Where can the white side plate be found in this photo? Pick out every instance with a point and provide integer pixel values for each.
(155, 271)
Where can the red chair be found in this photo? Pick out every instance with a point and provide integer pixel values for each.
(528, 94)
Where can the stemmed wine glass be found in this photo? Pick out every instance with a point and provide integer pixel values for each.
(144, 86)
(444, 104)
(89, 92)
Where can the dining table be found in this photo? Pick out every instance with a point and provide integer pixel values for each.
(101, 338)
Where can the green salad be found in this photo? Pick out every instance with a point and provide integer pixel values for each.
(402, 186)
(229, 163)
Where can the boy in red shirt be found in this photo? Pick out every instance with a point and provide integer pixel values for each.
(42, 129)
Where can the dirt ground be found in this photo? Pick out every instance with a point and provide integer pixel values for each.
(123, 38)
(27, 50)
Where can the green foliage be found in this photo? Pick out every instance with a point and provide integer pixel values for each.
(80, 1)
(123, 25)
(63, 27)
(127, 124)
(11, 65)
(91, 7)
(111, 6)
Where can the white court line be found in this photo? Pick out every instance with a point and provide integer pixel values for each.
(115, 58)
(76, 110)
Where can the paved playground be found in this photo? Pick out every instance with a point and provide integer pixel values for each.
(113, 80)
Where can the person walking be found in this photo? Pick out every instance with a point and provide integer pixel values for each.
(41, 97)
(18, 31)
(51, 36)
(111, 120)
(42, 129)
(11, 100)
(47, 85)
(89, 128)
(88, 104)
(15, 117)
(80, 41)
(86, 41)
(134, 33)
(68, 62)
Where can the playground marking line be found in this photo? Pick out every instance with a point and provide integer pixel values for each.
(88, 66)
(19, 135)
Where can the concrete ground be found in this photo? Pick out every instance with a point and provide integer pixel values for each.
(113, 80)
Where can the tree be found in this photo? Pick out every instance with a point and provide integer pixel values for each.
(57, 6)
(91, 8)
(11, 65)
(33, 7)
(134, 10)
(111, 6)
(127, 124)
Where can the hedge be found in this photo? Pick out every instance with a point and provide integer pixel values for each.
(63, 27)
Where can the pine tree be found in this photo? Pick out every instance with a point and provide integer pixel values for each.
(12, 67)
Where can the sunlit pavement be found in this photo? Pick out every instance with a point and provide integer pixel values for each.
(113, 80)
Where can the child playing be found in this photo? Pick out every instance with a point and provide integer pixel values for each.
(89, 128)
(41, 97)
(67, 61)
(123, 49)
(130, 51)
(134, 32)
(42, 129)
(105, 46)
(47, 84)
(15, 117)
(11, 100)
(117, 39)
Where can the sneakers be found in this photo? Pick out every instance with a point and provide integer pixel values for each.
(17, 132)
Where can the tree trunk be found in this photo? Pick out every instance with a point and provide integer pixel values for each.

(GIVEN PROBLEM)
Reproduce the listing above in full, with "photo" changed to "image" wherever it occurs and every other character left as is.

(RESULT)
Where can the white side plate be found in this image? Pick out every instance with a point and provide integer pixel values for each.
(155, 271)
Where can the red chair be found in this image? Pick out every instance with a point and provide integer pixel values for each.
(528, 94)
Where can the stemmed wine glass be found in this image? Pick out every instance with a point and provide integer pixel values for each.
(144, 86)
(444, 104)
(89, 92)
Where can the dining table be found in this image? Pick out every instance with a point and provide integer pixel values for each.
(101, 338)
Where can the green salad be found in this image? Pick out every instance with a point and provide integer pixel values for each.
(402, 186)
(229, 163)
Where can the boy in red shirt be found in this image? Pick out every instance with a point and provide integer pixel values for each.
(42, 129)
Where can the dirt ground be found in this image? Pick out every instance with a point and provide integer pixel values for each.
(123, 38)
(27, 50)
Where can the green foliage be found in this image? Pick out every instance with a point and provide integer pixel values for each.
(80, 1)
(123, 25)
(63, 27)
(127, 124)
(11, 65)
(91, 7)
(111, 6)
Where can the white court line be found in this image? Pick out every instance with a point and provide integer pixel values for each.
(115, 58)
(76, 110)
Where can the paved playground be found in this image? Pick out every instance with a point and provide integer pixel values for each.
(113, 80)
Where can the person walking be found in this image? Pick out every instance with a point and provide integer pixel values for each.
(41, 97)
(18, 31)
(51, 36)
(111, 120)
(42, 129)
(11, 100)
(47, 85)
(89, 128)
(88, 104)
(15, 117)
(80, 41)
(86, 41)
(134, 33)
(68, 62)
Where can the playground marking line be found in this image? Pick out every instance with a point and provide integer pixel values for each.
(88, 66)
(19, 135)
Where can the concrete ground be found in this image? Pick out every instance with a point and provide integer pixel values for each.
(113, 80)
Where can the tree be found in this image? Pick out every instance with a point and provide integer pixel values for each.
(57, 6)
(91, 8)
(11, 65)
(33, 7)
(134, 10)
(111, 6)
(127, 124)
Where can the hedge be found in this image? Pick out every instance with a point and provide integer pixel values for each.
(63, 27)
Where can the pine tree be found in this image? Pick out every instance with a point and provide integer pixel values for each.
(12, 67)
Where can the sunlit pavement be found in this image? Pick out every instance with a point and provide integer pixel values for each.
(113, 80)
Where can the child playing be found in this image? Pick out every instance with a point and provide integer pixel values for each.
(89, 128)
(41, 97)
(67, 61)
(123, 49)
(130, 51)
(134, 32)
(42, 129)
(105, 46)
(47, 84)
(15, 117)
(11, 100)
(117, 39)
Where can the sneakers be found in this image? Pick out every instance with a point and provide integer pixel values for each.
(17, 132)
Where can the tree trunk be found in this image? Pick out every instance with a point and provide integer pixel values for each.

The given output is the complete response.